[[ Task data, beginning ]]

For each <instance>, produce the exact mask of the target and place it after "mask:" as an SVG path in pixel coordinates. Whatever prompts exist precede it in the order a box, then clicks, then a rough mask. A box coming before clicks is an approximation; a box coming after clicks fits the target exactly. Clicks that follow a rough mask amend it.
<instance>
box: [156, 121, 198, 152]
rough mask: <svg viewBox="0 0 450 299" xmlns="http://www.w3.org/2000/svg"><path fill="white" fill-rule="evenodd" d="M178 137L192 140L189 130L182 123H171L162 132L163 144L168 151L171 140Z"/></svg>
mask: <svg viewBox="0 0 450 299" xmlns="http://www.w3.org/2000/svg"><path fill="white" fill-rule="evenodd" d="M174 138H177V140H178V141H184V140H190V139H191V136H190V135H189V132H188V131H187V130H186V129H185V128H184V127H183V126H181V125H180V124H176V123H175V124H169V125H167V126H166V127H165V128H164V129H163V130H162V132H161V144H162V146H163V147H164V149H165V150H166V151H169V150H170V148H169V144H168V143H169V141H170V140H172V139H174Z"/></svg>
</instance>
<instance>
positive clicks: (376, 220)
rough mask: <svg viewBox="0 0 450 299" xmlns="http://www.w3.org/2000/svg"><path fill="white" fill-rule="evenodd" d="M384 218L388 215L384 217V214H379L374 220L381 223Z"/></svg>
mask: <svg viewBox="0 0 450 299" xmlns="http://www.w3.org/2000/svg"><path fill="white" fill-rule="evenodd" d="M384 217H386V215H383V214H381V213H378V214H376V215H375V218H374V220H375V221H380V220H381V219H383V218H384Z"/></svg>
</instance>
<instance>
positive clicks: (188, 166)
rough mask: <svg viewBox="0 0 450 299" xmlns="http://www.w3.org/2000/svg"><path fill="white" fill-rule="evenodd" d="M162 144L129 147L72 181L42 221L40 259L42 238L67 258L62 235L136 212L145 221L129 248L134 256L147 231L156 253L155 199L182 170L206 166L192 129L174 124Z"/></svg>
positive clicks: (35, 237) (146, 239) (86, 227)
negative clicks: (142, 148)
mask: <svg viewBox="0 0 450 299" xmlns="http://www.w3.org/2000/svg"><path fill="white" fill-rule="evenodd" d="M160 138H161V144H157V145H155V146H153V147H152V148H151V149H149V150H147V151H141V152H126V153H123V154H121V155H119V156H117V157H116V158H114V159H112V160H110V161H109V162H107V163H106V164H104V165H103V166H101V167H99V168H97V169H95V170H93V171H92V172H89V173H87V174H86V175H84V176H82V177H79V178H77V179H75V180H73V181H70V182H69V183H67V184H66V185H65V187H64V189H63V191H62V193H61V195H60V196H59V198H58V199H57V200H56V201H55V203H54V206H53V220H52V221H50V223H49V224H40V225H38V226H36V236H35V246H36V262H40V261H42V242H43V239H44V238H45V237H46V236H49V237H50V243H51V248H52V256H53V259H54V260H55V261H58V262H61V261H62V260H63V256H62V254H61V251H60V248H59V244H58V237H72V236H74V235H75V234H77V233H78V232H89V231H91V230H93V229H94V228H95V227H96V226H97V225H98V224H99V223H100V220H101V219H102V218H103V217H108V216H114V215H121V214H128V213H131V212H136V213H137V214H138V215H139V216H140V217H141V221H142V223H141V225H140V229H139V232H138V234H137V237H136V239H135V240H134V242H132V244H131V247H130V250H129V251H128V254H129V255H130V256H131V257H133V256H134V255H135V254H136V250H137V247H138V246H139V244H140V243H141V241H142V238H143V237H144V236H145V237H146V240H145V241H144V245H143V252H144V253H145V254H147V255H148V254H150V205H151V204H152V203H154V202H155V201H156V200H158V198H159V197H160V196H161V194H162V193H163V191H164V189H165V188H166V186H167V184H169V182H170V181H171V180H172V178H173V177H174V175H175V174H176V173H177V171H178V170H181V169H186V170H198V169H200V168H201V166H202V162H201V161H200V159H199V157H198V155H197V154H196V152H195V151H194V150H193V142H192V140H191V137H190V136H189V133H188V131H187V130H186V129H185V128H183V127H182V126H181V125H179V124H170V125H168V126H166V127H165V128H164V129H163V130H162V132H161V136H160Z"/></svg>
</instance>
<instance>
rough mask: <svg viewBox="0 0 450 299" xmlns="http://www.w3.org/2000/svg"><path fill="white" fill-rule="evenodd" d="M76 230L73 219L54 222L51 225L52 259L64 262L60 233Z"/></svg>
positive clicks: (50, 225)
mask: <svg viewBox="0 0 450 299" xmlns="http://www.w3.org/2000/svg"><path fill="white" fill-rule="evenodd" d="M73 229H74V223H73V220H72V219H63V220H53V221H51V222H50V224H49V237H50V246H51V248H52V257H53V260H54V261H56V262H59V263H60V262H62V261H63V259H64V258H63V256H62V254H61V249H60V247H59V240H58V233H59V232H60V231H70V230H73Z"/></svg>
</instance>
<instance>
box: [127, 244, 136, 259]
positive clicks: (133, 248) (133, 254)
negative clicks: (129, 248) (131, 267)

[[ Task data, end ]]
[[ Task data, beginning ]]

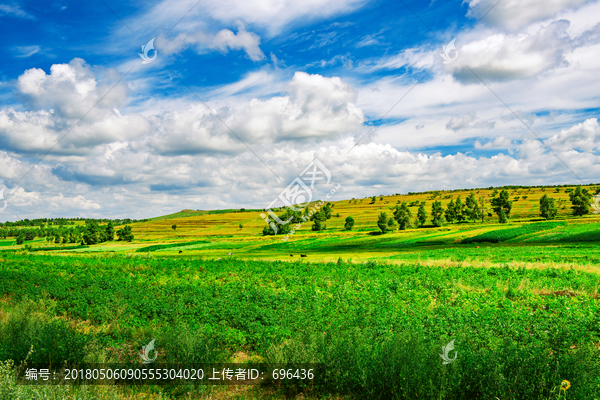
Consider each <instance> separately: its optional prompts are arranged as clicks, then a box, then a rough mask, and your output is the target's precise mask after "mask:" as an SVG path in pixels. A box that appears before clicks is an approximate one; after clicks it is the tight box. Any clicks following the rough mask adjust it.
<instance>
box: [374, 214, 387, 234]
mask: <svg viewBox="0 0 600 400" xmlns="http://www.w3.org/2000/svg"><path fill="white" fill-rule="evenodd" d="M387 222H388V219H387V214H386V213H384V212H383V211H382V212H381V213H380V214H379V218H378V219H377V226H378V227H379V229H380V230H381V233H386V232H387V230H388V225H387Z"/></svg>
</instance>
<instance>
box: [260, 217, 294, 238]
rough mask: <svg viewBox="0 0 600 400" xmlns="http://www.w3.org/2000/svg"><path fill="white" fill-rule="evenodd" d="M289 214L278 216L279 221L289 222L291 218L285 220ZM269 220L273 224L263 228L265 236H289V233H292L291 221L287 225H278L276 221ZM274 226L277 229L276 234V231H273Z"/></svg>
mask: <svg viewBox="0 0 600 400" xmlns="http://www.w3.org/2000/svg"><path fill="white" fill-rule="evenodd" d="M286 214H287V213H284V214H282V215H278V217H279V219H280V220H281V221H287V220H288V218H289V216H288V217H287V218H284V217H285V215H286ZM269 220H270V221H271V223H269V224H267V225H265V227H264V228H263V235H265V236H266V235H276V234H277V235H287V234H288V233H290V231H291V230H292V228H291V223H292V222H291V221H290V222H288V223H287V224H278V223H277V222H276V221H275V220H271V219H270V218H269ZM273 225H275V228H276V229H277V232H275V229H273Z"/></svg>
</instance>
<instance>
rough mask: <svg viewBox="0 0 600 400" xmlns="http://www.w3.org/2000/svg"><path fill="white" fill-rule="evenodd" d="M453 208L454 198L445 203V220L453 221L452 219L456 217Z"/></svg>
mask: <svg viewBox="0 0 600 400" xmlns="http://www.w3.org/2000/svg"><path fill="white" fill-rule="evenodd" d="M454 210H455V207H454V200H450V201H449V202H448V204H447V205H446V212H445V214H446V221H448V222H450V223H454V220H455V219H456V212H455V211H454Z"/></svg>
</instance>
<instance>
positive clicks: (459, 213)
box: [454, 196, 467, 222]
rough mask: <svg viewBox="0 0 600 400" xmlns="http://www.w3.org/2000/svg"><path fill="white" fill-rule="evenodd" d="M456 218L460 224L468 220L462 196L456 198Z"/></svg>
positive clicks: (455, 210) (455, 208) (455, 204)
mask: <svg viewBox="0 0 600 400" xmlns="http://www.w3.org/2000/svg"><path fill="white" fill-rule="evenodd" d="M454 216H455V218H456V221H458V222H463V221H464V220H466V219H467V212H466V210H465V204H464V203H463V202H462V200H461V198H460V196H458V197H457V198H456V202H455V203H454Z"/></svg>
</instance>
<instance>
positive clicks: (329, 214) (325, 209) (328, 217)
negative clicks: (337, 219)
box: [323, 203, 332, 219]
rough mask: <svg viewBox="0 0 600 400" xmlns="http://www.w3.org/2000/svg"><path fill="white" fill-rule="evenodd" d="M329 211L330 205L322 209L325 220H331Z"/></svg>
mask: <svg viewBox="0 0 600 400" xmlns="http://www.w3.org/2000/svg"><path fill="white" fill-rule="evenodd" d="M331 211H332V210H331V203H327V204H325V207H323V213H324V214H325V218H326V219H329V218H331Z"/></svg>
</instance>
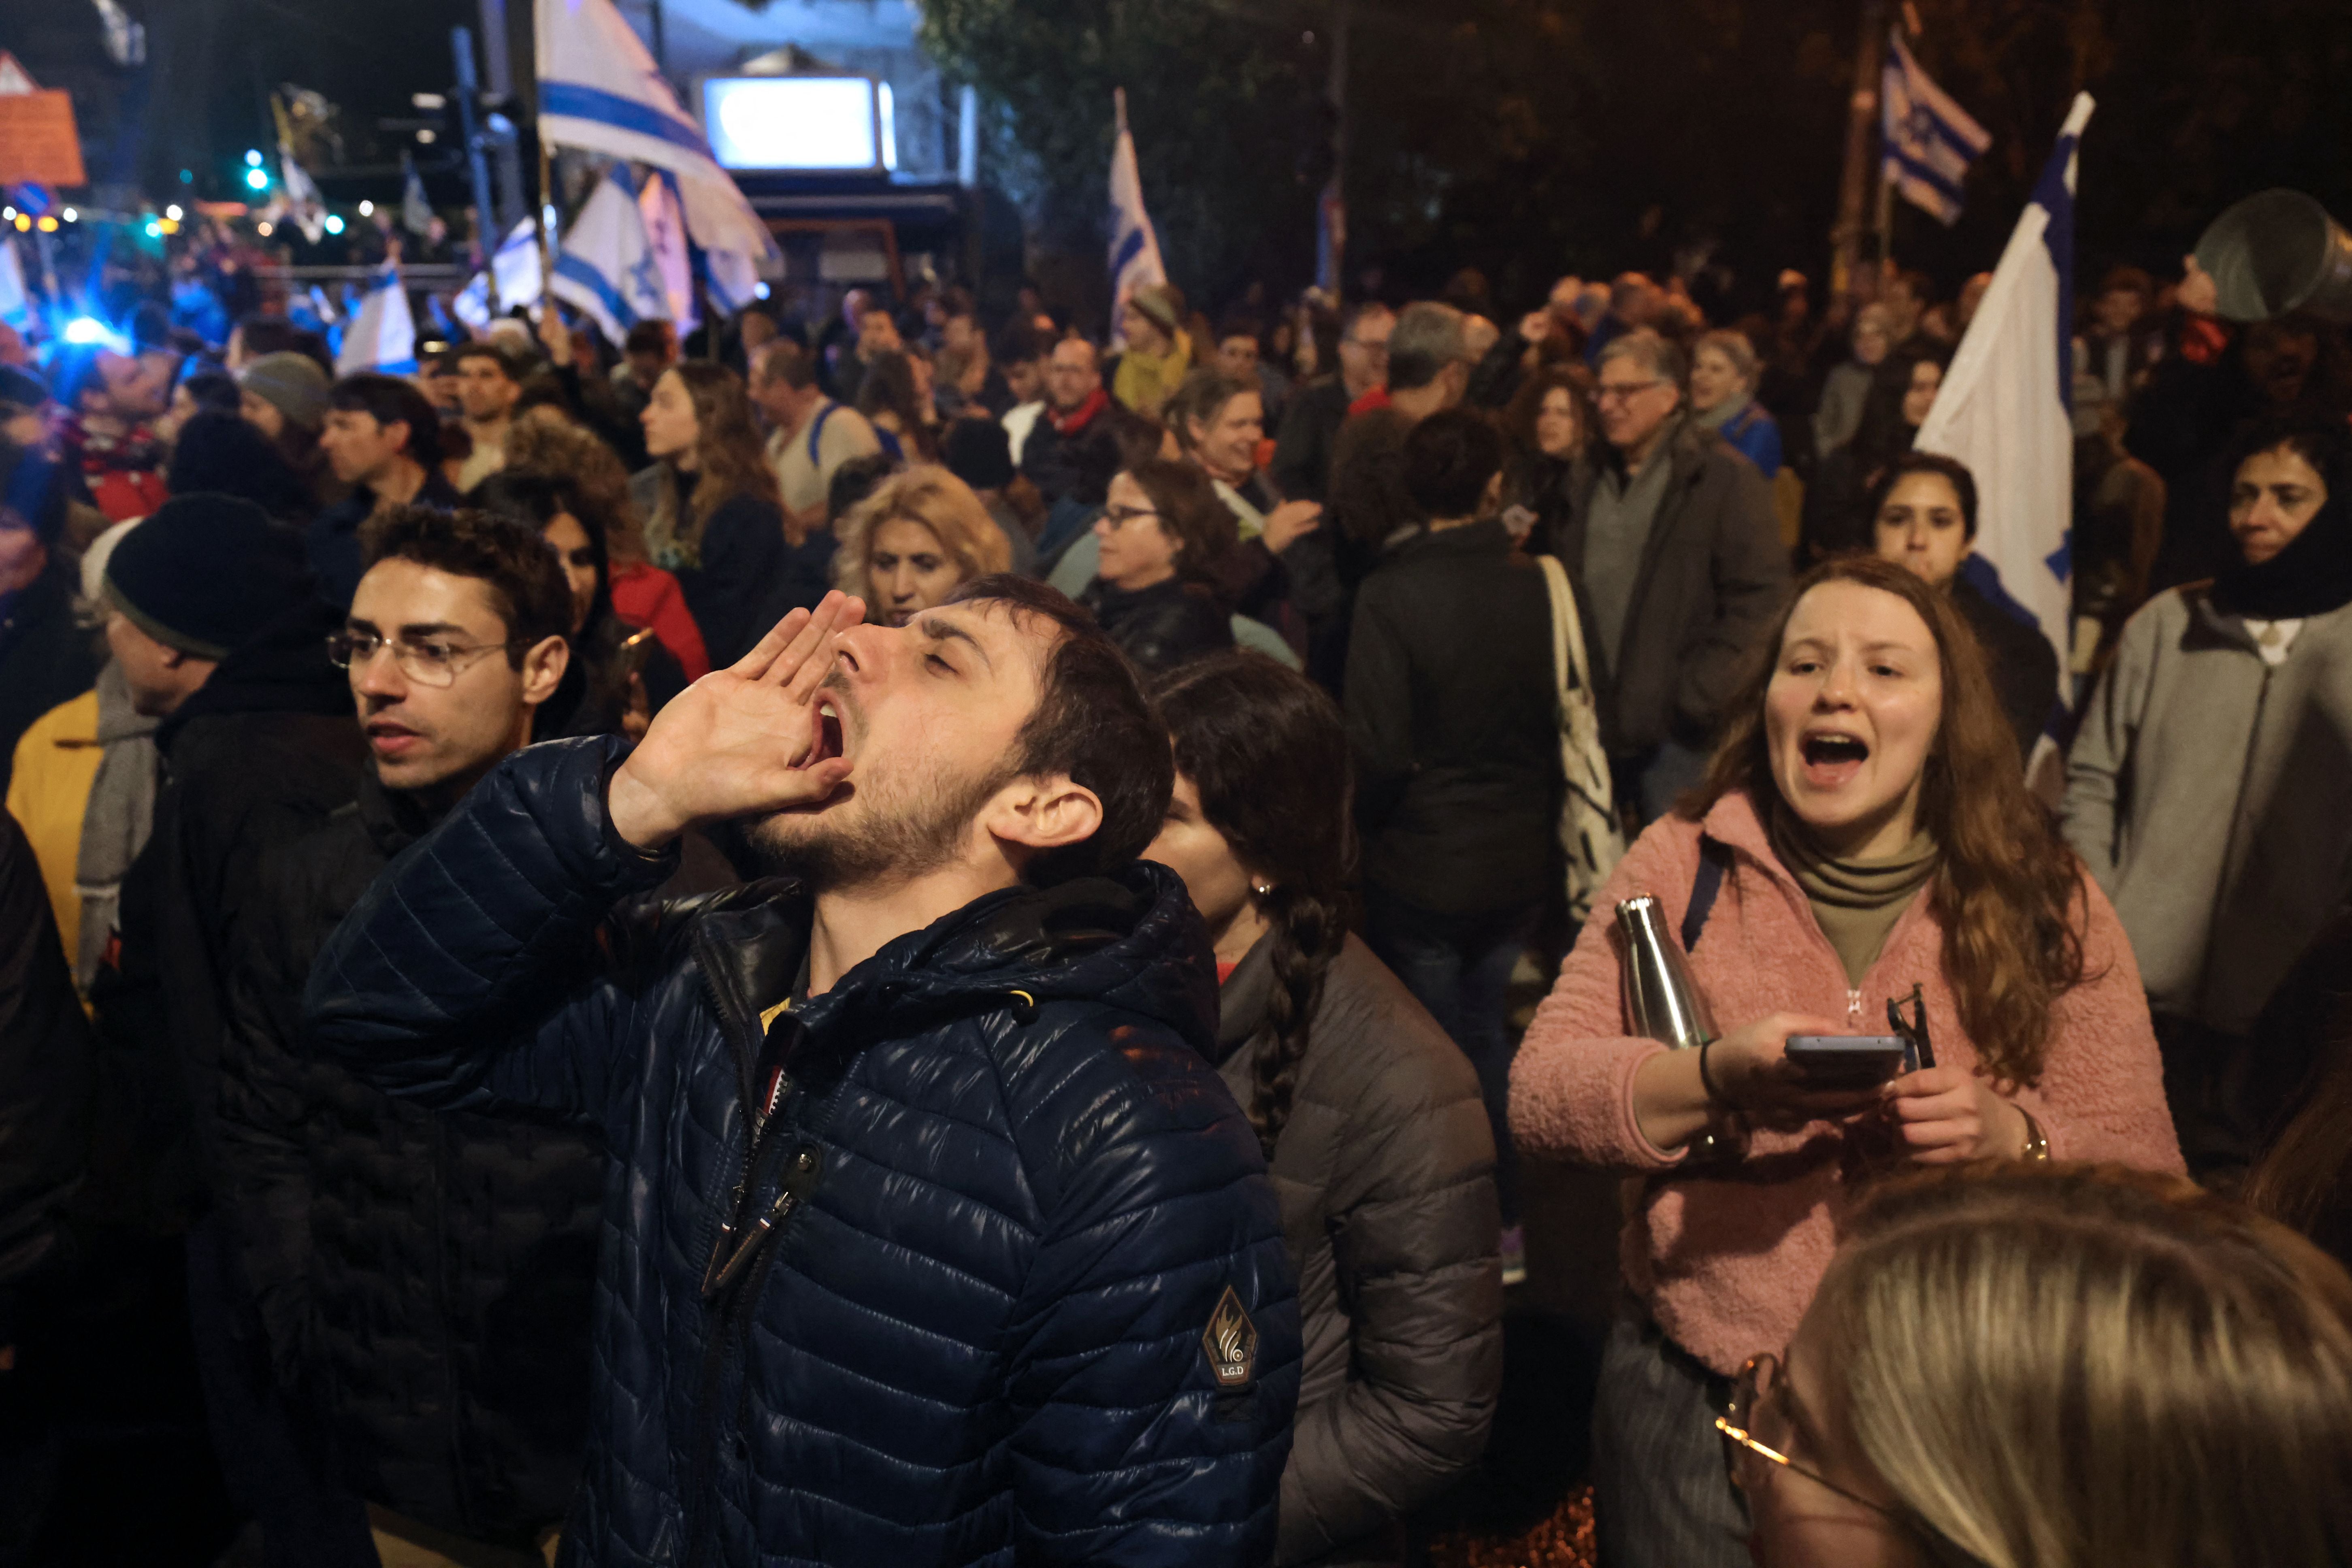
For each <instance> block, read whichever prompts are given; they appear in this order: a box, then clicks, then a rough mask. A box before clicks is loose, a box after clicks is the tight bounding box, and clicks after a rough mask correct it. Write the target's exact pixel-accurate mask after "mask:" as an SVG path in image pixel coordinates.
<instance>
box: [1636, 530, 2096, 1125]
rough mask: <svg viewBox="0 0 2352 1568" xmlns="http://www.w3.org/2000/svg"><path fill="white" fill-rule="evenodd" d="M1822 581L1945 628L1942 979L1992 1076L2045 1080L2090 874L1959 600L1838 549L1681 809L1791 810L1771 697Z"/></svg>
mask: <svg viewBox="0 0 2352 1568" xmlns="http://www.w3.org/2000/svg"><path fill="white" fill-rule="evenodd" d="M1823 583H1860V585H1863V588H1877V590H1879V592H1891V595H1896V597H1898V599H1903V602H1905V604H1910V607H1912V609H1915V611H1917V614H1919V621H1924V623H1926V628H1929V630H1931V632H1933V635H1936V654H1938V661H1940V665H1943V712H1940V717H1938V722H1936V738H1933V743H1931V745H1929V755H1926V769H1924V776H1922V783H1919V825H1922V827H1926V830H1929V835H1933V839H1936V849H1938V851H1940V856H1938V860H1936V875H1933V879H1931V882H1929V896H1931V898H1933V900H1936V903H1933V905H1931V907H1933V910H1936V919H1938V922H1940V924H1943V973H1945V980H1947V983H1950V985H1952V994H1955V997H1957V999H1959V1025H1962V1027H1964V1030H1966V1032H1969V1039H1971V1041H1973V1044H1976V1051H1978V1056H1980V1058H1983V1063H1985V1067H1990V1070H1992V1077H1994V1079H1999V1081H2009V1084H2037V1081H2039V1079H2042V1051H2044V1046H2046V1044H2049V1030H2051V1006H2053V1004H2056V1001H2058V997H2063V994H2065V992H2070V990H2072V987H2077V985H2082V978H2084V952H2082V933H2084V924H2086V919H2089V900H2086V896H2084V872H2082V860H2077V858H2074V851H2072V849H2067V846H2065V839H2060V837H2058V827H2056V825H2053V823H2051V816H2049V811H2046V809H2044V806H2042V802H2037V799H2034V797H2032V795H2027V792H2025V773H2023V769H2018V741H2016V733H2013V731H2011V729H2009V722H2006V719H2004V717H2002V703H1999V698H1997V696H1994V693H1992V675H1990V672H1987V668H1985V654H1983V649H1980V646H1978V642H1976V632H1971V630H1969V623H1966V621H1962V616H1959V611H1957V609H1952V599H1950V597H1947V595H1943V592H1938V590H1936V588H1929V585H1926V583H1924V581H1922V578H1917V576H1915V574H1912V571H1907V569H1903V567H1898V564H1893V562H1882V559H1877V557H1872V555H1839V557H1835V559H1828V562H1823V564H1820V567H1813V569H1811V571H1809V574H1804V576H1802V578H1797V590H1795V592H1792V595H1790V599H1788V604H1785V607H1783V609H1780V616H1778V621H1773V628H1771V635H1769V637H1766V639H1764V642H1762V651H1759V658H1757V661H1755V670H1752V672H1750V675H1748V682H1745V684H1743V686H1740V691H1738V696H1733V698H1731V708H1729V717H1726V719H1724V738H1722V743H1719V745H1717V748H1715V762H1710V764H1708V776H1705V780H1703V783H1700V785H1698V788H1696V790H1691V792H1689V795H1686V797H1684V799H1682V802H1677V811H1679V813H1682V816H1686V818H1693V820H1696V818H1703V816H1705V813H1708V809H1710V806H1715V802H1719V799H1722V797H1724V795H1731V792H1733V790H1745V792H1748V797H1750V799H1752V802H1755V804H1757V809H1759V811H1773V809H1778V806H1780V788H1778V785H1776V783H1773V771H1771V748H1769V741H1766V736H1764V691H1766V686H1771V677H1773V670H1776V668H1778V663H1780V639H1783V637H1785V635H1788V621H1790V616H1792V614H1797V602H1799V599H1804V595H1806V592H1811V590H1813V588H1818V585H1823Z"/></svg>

[[ Task data, end ]]

**Work request**
Copy out the lines from the one containing "For each <instance>, produce" through the one containing "137L192 140L189 130L182", both included, with every character unchanged.

**Answer section**
For each <instance>, produce the exact mask of the target and place it after "mask:" as an SVG path in pixel coordinates. Whatever prompts exist precede it in the order a box, then clicks, then a rough mask. A box coming before clicks is an approximation; a box coming after clicks fits the target exactly. Clicks that follow a rough mask amend it.
<instance>
box: [156, 121, 198, 152]
rough mask: <svg viewBox="0 0 450 299" xmlns="http://www.w3.org/2000/svg"><path fill="white" fill-rule="evenodd" d="M178 137L192 140L189 130L182 123H171L162 132L163 144L168 151L171 140Z"/></svg>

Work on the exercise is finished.